Given problem> Rewrite all of the items below with every "Target" swapped for "Object", keeping everything else the same. Leave out the pictures.
<<<<
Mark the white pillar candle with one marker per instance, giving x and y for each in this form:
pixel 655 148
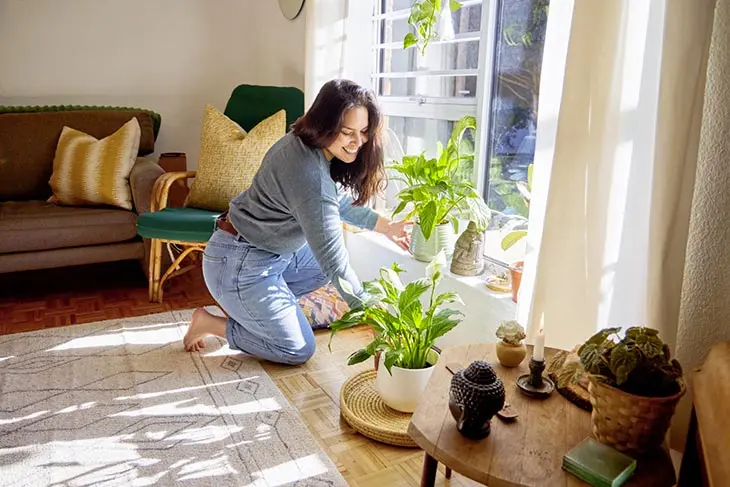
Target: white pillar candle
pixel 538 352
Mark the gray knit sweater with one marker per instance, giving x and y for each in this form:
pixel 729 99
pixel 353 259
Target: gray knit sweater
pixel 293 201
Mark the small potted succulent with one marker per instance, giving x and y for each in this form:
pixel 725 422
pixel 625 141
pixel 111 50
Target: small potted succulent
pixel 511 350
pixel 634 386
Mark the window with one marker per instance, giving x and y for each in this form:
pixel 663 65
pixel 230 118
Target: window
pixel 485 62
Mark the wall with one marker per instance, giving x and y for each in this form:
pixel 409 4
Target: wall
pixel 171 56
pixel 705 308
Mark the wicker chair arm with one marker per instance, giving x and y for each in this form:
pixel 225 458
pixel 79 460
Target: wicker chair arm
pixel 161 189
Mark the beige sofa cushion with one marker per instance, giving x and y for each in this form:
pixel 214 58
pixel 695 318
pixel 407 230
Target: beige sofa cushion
>>>>
Result for this task>
Mark the white pillar candle with one marker per instance, giving x and y for each in this form:
pixel 655 148
Object: white pillar candle
pixel 538 352
Mark the gray knit sweater with one marker per instance, giving x and y for each in this form:
pixel 729 99
pixel 353 259
Object: gray knit sweater
pixel 293 201
Mark the small potted succulent with one marker per instance, giving x and y for each in this form:
pixel 725 422
pixel 625 141
pixel 111 50
Object: small potted succulent
pixel 511 350
pixel 634 386
Mark the window with one marker per instance, giving x and y for each in this form:
pixel 663 65
pixel 230 118
Object: window
pixel 485 62
Mark the wall with one marker per instance, giving x and y for each in this form:
pixel 409 4
Object: wall
pixel 171 56
pixel 705 308
Mark the wicker chair arm with one marker per instance, giving x and y for each in this form:
pixel 225 458
pixel 79 460
Object: wicker chair arm
pixel 161 189
Mark the beige sofa cushion with one marker per instance, giving x and y for each in this form:
pixel 214 58
pixel 695 318
pixel 407 230
Object: beige sofa cushion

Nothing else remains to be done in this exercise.